▶ [Exercise requirements]:
Give a verbatim quotation of every record.

▶ [Record excerpts]:
═══
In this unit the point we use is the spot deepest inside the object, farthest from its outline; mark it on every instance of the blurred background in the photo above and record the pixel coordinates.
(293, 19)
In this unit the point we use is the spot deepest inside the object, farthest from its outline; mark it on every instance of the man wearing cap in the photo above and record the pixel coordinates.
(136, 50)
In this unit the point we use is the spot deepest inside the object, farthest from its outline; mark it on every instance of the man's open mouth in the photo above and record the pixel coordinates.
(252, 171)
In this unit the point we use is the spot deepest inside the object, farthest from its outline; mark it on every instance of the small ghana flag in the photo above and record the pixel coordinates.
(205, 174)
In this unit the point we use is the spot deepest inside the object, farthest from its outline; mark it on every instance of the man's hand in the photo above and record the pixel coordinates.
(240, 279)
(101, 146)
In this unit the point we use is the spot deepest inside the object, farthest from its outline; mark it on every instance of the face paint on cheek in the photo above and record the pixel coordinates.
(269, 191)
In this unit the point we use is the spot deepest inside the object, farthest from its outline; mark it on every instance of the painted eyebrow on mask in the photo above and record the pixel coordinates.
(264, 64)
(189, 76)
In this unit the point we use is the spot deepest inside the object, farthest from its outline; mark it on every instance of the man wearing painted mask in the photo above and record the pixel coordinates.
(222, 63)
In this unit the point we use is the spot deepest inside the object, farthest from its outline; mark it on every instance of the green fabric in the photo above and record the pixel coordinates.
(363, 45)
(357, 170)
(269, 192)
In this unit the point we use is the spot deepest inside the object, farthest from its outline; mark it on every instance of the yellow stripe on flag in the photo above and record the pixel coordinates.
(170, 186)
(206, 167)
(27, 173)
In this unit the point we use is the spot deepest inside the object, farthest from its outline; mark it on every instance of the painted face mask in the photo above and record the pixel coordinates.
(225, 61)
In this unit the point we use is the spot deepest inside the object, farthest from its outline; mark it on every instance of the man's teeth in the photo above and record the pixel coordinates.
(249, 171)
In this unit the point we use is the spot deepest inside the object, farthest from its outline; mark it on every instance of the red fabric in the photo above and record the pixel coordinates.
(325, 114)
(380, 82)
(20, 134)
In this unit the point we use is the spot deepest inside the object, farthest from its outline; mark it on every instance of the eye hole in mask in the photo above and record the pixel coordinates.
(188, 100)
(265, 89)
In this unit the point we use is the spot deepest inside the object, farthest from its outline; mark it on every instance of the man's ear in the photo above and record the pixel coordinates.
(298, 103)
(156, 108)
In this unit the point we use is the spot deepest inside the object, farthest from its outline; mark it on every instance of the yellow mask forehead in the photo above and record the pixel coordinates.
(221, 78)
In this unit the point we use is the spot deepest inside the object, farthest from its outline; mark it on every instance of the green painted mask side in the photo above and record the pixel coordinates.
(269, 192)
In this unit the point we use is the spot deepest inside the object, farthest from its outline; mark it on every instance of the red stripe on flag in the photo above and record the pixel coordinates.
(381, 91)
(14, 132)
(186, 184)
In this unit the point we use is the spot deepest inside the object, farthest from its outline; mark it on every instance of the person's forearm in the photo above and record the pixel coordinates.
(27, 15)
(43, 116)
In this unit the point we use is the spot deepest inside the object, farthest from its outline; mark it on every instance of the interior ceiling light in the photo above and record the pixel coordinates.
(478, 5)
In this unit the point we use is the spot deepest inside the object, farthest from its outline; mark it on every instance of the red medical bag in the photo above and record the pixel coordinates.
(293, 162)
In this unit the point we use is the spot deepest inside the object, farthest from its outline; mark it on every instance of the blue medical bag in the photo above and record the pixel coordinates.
═══
▶ [Reply]:
In this unit the point we use is the spot deepest inside the object, farthest from its outline; mark it on every instance of the blurred background in the photo above and record the pixel coordinates.
(293, 19)
In this unit the point we use is the spot deepest inside the object, farthest from its outline; mark it on every instance of the man wearing cap in the photo above and record the pixel coordinates.
(136, 50)
In this unit the point we use is the spot deepest inside the object, farthest from its outline; mark it on every instance of the man's open mouth in the photo above and record the pixel coordinates.
(252, 171)
In this unit the point we use is the spot deepest inside the object, farthest from its outline; mark it on every instance of the small ghana flag in the photo above and record the pixel coordinates.
(205, 174)
In this unit the point we use is the spot deepest inside the object, farthest from its outline; mark it on every instance of the man's hand in the photo above and record the pixel coordinates.
(240, 279)
(101, 146)
In this unit the point we use is the spot deepest inside the object, farthest from its outline; mark it on every instance of the face paint on cheek in the photo above and record the pixel coordinates.
(269, 191)
In this unit the point we use is the spot deepest inside the object, farthest from its outline; mark it on every instance of the painted eyebrow on mask in the photo above and record the pixel coordinates.
(264, 64)
(189, 76)
In this unit the point we use is the spot deepest inside the object, farthest from its outline; mark it on every instance of the man wearing painted mask in the photo above and record the pixel coordinates.
(222, 63)
In this unit the point we use is the spot deepest inside the object, farthest from its outline; mark it on every instance of the green fabric in the photo above and record the pixel coordinates.
(363, 45)
(357, 170)
(269, 192)
In this unit the point we use is the spot deepest inside the object, farthest from its outline; mark it on every instance of the yellow stripe on flag in the photo above and record the pixel coordinates.
(170, 186)
(206, 167)
(27, 173)
In this unit the point we use is the spot deepest inside the object, farthest from its outline; mark it on every instance of the painted face mask in the photo above and record the pixel coordinates.
(225, 61)
In this unit the point we use is the spot deepest inside the object, farthest from its outline; mark it on every instance of the man's teeth in the photo above and record the pixel coordinates.
(249, 171)
In this unit the point we use is the spot deepest inside the object, farthest from its outline; mark it on every instance of the red fabric in the photo above and record the pixel coordinates.
(325, 114)
(380, 82)
(20, 134)
In this unit the point we use is the spot deepest inside the object, farthest from its outline; mark it on every instance of the eye hole in mask in the photo above and record the pixel coordinates.
(188, 100)
(265, 89)
In this unit the point we use is the spot deepest inside the object, farthest from its outline; mark it on every instance of the man's ear in the photo above and record the pixel coordinates.
(298, 103)
(156, 108)
In this unit the point we use is the spot deepest inside the object, farthest from its outline; mark it on every instance of the yellow mask forehead in the photo above and record the pixel coordinates.
(221, 78)
In this unit the point we use is the spot deepest inside the object, farthest from its outline; mark it on every instance of the green painted mask side in the photo above and record the pixel coordinates.
(269, 192)
In this unit the point we use is the spot deepest inside the object, farthest from its outline; mark it on every instance of the red stripe on flag in the photo above and record the pixel coordinates.
(381, 91)
(14, 132)
(186, 184)
In this unit the point we use is the spot deepest inside the object, farthest from its outline; mark it on every instance of the person's forearm in the photo above and record the pixel coordinates.
(27, 15)
(43, 116)
In this unit the point we use is the spot deepest inside the object, farthest from its outline; mark it on every instance of the interior ceiling light in the photo above and record the pixel coordinates.
(478, 5)
In this unit the point we use is the spot deepest inside the object, farthest from its outline; mark it on every instance of the red medical bag in the photo above and record the pixel coordinates.
(293, 162)
In this unit the point we use is the spot deepest inside the object, farthest from its outline; mark it on every instance of the blue medical bag in the photo above and record the pixel coordinates.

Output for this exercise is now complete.